BRANO CITATO:
········
La regia di Aster sceglie un ritmo lento ma scandito, e alcune scelte visive sono realmente inquietanti. Compresa la scelta del volto particolare di Milly Shapiro (cinicamente mi ha fatto ripensare all'uso fatto da Wes Craven dell'attore Michael Berryman in “Le colline hanno gli occhi”), vera e propria maschera del film in un ruolo che non si dimentica.
Poi arriva la parte finale. La corsa (eccessiva) alle rivelazioni, e la scelta di espedienti fin troppo dozzinali per svelare un background che per tutta la prima parte è stato latitante. I riferimenti a “Rosemary's Baby” sono evidenti, ma se il film di Roman Polansky sin dal principio era generoso di indizi che lentamente formavano un mosaico d'angoscia, “Hereditary” si affida a poche sequenze che veramente non reggono per immaturità e faciloneria il confronto con le intuizioni drammatiche del primo tempo. Si legge in rete che in alcune sale il pubblico risponde ridendo a determinate scene. Ci può anche stare, ma lascia il tempo che trova. Al di là della fretta di determinate soluzioni, e quindi alla loro goffaggine, sono abituato a sentire la gente ridere in sala di tutto senza distinzione. Quando è giustificato e anche quando non lo è. Ricordo di aver sentito la platea ridere davanti al cadavere congelato di Leonardo Di Caprio nel finale di “Titanic”, pertanto non do alcun peso a questo fenomeno di massa.

In definitiva, “Hereditary” è un film che gli appassionati di horror dovrebbero vedere con molta attenzione. Giusto per coglierne gli spunti migliori separandoli da quelli palesemente malriusciti, valutando lo stile di alcune variazioni su un tema già affrontato in passato. Non mi sento di condannare l'intero film nel suo complesso, la valutazione si colloca nel mezzo. Come un lavoro che dimostra un potenziale che però dovrà forse esprimersi e confermarsi in produzioni future.
Del resto, l'eredità cinematografica di Ari Aster non era agevole. Bacchettate sulle mani per la chiusura del film, e rimandato a Settembre per portare a compimento tutto quello che di buono ha lasciato intravedere.
········
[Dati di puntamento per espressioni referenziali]
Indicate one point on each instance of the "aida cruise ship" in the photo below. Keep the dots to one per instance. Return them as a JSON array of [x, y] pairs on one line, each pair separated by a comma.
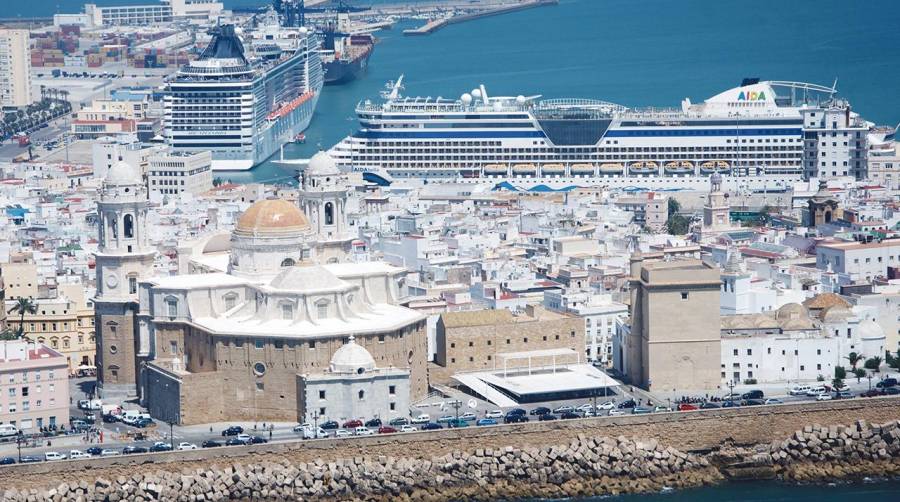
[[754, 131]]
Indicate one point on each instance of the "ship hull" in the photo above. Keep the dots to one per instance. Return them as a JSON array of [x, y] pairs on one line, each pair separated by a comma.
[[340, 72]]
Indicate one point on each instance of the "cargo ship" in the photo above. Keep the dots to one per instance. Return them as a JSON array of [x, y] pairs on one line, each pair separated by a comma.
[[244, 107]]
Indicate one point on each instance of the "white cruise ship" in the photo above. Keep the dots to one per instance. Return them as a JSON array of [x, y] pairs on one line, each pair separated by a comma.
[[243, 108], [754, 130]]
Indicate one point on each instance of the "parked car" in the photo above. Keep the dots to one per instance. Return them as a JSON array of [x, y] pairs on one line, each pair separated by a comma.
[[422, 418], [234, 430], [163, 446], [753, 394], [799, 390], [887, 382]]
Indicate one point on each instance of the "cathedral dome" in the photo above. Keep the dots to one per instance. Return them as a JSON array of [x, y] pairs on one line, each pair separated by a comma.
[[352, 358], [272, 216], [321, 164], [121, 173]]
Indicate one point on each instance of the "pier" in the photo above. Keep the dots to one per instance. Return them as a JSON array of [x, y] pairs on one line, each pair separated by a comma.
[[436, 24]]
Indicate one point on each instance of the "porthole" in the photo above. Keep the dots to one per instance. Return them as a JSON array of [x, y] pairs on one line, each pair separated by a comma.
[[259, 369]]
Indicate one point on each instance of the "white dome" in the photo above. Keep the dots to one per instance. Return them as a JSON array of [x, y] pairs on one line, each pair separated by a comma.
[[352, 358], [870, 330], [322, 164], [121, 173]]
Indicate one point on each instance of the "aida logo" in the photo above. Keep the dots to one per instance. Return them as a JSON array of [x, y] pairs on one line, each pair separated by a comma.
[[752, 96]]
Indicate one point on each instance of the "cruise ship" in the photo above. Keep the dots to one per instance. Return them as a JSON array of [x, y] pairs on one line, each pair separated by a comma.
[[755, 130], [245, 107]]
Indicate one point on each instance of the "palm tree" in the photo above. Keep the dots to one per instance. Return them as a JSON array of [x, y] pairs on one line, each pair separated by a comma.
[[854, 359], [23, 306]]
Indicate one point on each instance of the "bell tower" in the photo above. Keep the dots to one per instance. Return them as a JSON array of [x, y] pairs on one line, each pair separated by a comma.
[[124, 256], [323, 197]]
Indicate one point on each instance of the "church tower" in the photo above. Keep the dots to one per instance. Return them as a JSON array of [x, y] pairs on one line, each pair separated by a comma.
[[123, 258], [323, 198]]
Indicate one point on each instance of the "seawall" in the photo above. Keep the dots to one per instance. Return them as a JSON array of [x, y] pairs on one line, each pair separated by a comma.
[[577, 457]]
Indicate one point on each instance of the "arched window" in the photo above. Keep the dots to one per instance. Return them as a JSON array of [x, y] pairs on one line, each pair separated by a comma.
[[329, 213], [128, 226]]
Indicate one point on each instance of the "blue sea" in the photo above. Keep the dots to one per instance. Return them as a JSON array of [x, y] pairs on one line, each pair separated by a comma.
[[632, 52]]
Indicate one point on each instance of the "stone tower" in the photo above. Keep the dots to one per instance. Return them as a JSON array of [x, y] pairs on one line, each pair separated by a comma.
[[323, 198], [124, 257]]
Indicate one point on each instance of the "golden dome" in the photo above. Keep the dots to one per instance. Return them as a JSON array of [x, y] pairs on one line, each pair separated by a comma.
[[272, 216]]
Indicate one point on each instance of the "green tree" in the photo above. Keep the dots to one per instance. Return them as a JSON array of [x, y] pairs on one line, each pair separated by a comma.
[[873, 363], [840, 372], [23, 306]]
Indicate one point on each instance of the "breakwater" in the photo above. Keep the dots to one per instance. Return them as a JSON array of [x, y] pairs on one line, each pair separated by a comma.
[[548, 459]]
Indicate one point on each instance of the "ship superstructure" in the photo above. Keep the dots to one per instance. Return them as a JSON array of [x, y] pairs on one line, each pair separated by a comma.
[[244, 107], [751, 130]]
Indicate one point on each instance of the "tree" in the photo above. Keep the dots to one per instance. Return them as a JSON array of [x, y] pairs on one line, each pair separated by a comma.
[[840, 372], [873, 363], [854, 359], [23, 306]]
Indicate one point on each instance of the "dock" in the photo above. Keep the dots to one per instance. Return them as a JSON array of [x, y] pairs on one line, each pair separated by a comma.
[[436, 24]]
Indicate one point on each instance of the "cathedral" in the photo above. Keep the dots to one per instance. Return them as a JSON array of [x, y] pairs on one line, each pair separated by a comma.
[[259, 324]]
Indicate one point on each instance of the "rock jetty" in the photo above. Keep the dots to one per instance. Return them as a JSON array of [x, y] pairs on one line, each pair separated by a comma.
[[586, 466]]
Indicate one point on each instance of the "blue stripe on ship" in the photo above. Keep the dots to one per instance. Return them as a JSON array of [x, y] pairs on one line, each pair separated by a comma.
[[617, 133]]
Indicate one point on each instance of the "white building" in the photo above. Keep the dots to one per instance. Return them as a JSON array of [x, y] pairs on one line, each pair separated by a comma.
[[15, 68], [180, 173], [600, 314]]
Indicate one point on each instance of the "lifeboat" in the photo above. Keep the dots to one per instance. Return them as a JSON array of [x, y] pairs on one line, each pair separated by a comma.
········
PROBLEMI E COMPITI:
1/ Spiega in una-tre frasi perché, nella recensione di “Hereditary”, l'autore non dà alcun peso al fatto che in alcune sale il pubblico rida durante certe scene.
2/ Riporta testualmente il passo della recensione di “Hereditary” che va dalle parole "Del resto, l'eredità" alle parole "ha lasciato intravedere.".

RISPOSTE FORNITE:
1/ Secondo l'autore, la gente in sala ride di tutto senza distinzione, sia quando è giustificato sia quando non lo è. Ricorda infatti di aver sentito la platea ridere davanti al cadavere congelato di Leonardo Di Caprio nel finale di “Titanic”.

2/
Del resto, l'eredità cinematografica di Ari Aster non era agevole. Bacchettate sulle mani per la chiusura del film, e rimandato a Settembre per portare a compimento tutto quello che di buono ha lasciato intravedere.